# Exercise
Turn the data below into a Markdown table with the columns Row and Line, giving each line a row number and leaving out any blank lines. Start at the line that contains "Annotation task — point out every instance of the sunset" and stop after the line that contains "[(740, 74), (602, 151)]", including both.

# Source data
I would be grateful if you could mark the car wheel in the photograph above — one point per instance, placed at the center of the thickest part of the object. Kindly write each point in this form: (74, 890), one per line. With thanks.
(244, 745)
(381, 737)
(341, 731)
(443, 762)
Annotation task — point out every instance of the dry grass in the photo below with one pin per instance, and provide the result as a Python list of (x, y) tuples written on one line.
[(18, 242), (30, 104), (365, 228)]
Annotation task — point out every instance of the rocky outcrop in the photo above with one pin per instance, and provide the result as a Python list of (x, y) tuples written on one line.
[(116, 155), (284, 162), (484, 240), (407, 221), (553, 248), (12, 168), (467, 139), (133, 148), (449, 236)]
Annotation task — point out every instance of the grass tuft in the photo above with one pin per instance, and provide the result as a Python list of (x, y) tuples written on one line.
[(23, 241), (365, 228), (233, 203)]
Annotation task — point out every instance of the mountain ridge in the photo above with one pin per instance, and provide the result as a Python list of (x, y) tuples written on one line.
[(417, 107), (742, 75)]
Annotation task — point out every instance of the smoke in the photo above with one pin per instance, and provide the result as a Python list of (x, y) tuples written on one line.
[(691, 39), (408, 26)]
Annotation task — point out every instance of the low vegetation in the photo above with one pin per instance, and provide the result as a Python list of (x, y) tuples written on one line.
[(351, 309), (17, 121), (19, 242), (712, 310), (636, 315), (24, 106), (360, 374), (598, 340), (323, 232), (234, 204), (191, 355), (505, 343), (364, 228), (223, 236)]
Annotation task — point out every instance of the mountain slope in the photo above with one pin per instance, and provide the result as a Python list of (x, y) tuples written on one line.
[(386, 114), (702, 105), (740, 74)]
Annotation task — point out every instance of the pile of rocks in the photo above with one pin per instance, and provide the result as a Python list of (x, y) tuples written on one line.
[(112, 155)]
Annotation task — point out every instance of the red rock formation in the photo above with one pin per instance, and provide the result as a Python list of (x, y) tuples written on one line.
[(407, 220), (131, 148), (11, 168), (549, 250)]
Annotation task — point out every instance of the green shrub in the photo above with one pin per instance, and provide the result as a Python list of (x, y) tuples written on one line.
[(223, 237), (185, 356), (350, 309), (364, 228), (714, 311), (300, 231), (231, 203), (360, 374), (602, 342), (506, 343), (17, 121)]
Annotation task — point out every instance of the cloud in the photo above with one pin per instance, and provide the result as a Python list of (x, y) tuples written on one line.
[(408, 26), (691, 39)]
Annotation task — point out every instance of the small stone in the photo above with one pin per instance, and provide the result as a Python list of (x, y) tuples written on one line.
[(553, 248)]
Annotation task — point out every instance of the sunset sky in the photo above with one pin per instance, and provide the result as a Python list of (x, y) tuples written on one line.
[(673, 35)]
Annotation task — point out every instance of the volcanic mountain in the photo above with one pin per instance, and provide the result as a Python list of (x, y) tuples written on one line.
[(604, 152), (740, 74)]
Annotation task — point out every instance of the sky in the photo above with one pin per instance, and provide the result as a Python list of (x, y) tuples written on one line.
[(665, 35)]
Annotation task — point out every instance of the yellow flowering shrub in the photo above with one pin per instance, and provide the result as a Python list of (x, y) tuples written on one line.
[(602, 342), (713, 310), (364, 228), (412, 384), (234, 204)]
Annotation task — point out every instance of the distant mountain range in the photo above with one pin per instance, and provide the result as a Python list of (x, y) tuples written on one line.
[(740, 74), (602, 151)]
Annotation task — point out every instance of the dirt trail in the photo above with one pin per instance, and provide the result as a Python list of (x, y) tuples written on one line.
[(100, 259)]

# Worked answer
| Row | Line |
|---|---|
| 1 | Annotation task — point out every instance of the sunset sky in the photo above with one pin per instance, and provide the result as a Python list of (x, y) tuples written on one line. |
| 2 | [(673, 35)] |
| 3 | Annotation task — point out every instance of the volcanic mountain in the photo above with one pin per instance, and provide the result as a Python list of (x, y) tuples written on one line. |
| 4 | [(604, 152), (740, 74)] |
| 5 | Annotation task — point out every instance of the sky in the photo above with one pin per instance, and provide the result as a Python list of (x, y) tuples written on one line. |
| 6 | [(665, 35)] |
| 7 | Annotation task — point out every instance of the yellow flowering shrub in the photo above with one pin per instance, and provide the result as a Python list of (x, y) tuples written on one line. |
| 8 | [(602, 342), (713, 310), (364, 228), (412, 384), (234, 204)] |
| 9 | Annotation task — point out every instance of the distant mountain range in the photo above with one pin per instance, and provide the result as a Python list of (x, y) tuples written on one line. |
| 10 | [(740, 74), (602, 151)] |